_Exercise data_

◇ ◇ ◇ ◇ ◇

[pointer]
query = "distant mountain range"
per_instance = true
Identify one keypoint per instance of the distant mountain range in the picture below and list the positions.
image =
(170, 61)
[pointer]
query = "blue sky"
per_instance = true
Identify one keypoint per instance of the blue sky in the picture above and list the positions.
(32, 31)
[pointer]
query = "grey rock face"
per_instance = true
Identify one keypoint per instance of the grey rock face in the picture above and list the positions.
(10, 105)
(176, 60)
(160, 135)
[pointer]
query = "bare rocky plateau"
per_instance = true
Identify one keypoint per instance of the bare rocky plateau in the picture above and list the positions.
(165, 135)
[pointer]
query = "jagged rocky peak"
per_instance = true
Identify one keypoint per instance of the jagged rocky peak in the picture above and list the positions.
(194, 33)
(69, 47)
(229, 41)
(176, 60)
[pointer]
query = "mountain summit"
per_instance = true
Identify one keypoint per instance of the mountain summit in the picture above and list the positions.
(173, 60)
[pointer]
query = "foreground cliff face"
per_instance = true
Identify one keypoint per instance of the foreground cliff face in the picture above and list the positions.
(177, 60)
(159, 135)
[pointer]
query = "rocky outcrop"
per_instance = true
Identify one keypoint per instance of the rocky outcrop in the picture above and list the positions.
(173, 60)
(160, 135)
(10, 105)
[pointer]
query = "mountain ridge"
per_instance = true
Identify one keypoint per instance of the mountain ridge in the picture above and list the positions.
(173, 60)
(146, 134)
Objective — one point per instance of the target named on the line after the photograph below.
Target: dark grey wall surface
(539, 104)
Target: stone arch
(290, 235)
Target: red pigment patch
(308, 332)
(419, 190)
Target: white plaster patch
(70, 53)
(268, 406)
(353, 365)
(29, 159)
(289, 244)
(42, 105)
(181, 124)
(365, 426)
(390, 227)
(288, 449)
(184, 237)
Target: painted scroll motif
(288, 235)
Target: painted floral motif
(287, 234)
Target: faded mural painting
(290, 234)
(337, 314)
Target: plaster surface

◇ ◇ ◇ ◇ ◇

_Work item_
Looking at the material above, count the lines that hold "range" and give the total alone.

_Finished task_
2